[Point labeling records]

## Start

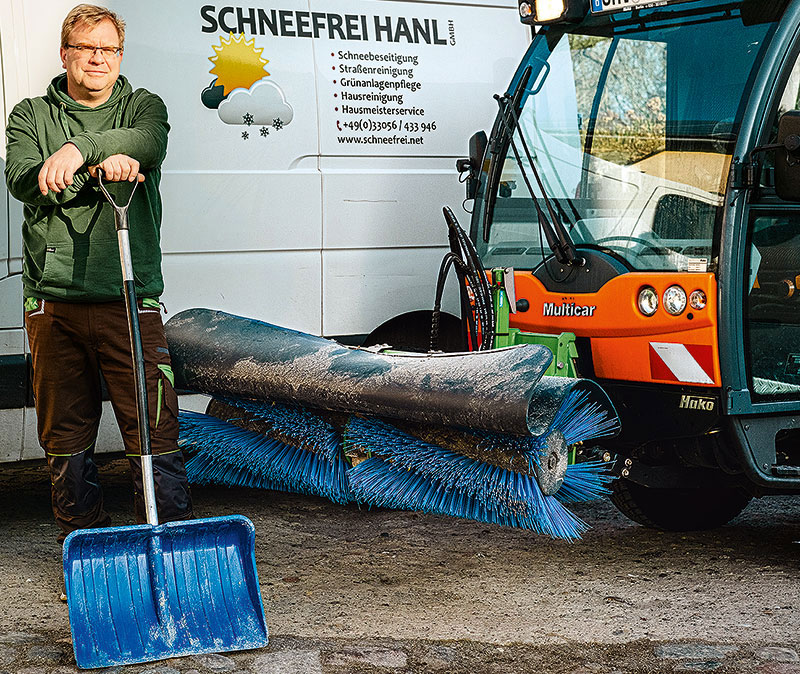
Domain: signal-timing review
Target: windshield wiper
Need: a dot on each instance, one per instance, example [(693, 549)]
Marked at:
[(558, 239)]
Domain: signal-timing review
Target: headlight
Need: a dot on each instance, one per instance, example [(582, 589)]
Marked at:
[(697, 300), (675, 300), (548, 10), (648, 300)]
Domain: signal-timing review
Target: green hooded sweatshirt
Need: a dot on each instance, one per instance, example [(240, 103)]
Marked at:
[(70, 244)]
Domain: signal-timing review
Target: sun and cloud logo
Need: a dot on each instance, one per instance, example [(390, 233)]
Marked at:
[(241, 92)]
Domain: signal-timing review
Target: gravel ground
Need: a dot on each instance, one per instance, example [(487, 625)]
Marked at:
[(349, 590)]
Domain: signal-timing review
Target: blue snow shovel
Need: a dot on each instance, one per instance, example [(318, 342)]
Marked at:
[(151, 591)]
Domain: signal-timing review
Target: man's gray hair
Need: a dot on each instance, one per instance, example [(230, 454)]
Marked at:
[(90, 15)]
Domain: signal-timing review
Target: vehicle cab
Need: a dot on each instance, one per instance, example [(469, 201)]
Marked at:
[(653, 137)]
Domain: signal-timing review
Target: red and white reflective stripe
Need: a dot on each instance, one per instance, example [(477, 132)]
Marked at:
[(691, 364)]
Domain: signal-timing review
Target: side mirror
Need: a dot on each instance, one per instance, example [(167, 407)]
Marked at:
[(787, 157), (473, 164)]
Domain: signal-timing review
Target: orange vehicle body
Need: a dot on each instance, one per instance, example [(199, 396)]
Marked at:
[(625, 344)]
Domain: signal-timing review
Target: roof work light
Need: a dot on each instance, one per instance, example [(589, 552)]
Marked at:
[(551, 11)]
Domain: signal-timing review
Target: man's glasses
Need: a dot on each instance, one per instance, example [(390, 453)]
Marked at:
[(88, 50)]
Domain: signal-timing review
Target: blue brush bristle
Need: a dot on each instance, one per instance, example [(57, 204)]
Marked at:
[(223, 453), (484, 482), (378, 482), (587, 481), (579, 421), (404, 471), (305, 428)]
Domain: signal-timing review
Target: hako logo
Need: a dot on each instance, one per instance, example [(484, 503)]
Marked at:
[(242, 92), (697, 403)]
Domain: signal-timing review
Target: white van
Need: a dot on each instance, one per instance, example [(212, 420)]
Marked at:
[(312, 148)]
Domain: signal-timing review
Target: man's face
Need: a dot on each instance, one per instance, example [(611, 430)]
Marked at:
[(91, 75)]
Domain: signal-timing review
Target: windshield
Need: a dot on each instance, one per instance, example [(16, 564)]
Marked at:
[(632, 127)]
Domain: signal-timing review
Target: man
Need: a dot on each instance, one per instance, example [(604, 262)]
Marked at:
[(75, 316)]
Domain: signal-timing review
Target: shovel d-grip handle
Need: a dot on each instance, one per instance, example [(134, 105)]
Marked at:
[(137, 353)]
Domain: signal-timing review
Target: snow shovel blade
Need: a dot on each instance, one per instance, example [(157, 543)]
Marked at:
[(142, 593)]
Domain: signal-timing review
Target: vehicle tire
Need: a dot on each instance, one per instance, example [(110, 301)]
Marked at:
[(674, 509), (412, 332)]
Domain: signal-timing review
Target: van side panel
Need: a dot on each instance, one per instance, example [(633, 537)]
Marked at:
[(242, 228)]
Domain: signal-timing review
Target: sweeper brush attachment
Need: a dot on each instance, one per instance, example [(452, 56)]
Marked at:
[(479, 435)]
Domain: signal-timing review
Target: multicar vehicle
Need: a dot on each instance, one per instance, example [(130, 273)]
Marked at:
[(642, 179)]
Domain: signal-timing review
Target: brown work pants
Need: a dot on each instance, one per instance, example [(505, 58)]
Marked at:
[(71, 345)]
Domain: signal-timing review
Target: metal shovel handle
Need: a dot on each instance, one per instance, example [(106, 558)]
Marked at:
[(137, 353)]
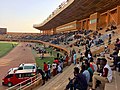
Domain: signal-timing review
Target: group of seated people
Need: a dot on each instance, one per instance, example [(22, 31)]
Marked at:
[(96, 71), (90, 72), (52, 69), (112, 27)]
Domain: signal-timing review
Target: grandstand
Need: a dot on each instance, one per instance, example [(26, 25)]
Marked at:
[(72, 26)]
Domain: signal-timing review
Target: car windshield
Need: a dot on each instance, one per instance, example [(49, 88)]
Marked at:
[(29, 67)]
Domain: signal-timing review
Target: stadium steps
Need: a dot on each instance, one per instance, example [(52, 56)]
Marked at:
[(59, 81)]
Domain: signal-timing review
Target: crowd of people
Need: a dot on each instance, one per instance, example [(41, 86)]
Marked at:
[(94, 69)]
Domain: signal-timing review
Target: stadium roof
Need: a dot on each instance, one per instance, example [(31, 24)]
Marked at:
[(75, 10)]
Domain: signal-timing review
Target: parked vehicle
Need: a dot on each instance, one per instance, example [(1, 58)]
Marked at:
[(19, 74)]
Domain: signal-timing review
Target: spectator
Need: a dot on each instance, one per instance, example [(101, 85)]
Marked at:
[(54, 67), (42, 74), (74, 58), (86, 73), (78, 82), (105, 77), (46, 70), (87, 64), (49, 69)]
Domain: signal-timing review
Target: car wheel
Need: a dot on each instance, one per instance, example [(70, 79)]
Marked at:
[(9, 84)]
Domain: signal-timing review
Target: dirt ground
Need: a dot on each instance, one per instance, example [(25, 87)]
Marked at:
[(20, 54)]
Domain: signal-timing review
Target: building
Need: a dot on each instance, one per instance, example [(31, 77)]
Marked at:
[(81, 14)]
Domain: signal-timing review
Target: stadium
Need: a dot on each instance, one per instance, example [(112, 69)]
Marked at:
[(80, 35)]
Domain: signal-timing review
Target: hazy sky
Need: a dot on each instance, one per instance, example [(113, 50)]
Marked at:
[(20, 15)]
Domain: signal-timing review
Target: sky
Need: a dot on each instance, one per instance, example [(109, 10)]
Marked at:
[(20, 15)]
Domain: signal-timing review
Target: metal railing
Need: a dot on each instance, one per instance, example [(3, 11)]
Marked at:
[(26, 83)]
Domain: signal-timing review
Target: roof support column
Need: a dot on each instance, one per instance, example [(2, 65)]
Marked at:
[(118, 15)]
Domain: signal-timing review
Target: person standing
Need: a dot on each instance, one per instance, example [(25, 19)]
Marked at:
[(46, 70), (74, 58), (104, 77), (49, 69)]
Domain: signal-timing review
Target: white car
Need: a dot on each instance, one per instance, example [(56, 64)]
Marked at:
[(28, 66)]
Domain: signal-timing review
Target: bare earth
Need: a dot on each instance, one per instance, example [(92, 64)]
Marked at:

## End

• **What the exercise asks**
Output the records from their start through the line holding "[(558, 239)]", inclusive, as a two-column CSV with the columns text and answer. Put one row per record, wrap each field in quotes, turn line breaks into spaces, and leave out the pictures.

• **Answer to the task**
text,answer
"Domain: signal-timing review Target: windshield wiper Need: a dot on each instance, one per instance, example [(693, 549)] Marked at:","[(558, 239)]"